[Tasks for this exercise]:
a) Answer the following questions using the Jalsan biography.
(i) In what year did Jalsan go to Japan?
(ii) What was Jalsan's ethnicity?
(iii) Where did Jalsan go in 1958, and for what purpose?
b) Rename "Buddhist leader" to "religious leader" in the Jalsan biography, and write out everything from "Jalsan (November 16, 1947" down to "of Mongol ethnicity." with that change applied.
c) For each statement, state whether it agrees with the Jalsan biography, answering yes or no and quoting the words of the biography that decide it.
(i) Jalsan studied at the Tokyo University of Foreign Studies for two years.
(ii) Jalsan was born in Inner Mongolia.
(iii) Jalsan entered an M.A. programme in Tibetan at the Inner Mongolia University.

[Reading text]:

>> START

Jalsan (November 16, 1947 – April 28, 2013) was a politician, scholar, and Buddhist leader (tulku) in the People's Republic of China. He was of Mongol ethnicity.

Early life and education
Jalsan was born in Tianzhu Tibetan Autonomous County, Gansu, on the 13th day of the 12th month in the lunar calendar. He went to Alxa League, Inner Mongolia in 1958 to attend primary school. After his middle school graduation, he participated in the Down to the Countryside Movement. In 1978, he entered the M.A. programme in Mongolian language at the Inner Mongolia University. After his graduation, he went to Japan in 1985 to study for a further two years as an international student at the Tokyo University of Foreign Studies before returning to Gansu to study Tibetan at the Northwest University for Nationalities in 1988.

>> END

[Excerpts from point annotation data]
>> START

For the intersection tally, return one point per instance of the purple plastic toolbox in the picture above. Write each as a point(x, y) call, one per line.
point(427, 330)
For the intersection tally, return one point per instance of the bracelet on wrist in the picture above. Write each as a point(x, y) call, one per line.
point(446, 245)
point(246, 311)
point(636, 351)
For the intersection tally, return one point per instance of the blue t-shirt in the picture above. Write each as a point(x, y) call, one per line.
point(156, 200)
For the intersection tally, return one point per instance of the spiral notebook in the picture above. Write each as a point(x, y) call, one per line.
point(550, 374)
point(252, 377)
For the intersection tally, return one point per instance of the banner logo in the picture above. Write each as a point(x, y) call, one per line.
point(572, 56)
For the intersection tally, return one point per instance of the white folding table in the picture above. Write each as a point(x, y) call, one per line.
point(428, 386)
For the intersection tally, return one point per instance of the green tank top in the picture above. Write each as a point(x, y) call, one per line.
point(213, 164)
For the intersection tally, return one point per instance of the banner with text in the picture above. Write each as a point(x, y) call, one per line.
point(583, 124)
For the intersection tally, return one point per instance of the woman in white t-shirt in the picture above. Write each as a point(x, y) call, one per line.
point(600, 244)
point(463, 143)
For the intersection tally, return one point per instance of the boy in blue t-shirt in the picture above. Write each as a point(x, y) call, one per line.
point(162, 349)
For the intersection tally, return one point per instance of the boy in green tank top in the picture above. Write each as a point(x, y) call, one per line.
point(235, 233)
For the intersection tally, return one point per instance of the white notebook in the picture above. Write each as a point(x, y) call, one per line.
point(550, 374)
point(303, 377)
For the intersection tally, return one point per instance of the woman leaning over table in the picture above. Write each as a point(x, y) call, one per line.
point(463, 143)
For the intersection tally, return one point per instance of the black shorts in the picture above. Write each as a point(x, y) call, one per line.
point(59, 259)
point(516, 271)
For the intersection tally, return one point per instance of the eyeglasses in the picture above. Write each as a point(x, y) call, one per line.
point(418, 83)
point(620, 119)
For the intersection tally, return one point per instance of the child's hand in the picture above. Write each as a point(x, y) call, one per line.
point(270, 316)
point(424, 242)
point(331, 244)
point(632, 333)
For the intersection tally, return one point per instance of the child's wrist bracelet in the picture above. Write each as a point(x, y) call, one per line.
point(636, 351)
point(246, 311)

>> END

[Expected responses]:
a)
(i) 1985
(ii) Mongol
(iii) He went to Alxa League, Inner Mongolia, to attend primary school.

b)
Jalsan (November 16, 1947 – April 28, 2013) was a politician, scholar, and religious leader (tulku) in the People's Republic of China. He was of Mongol ethnicity.

c)
(i) Yes: "to study for a further two years as an international student at the Tokyo University of Foreign Studies"
(ii) No: "Jalsan was born in Tianzhu Tibetan Autonomous County, Gansu"
(iii) No: "he entered the M.A. programme in Mongolian language at the Inner Mongolia University"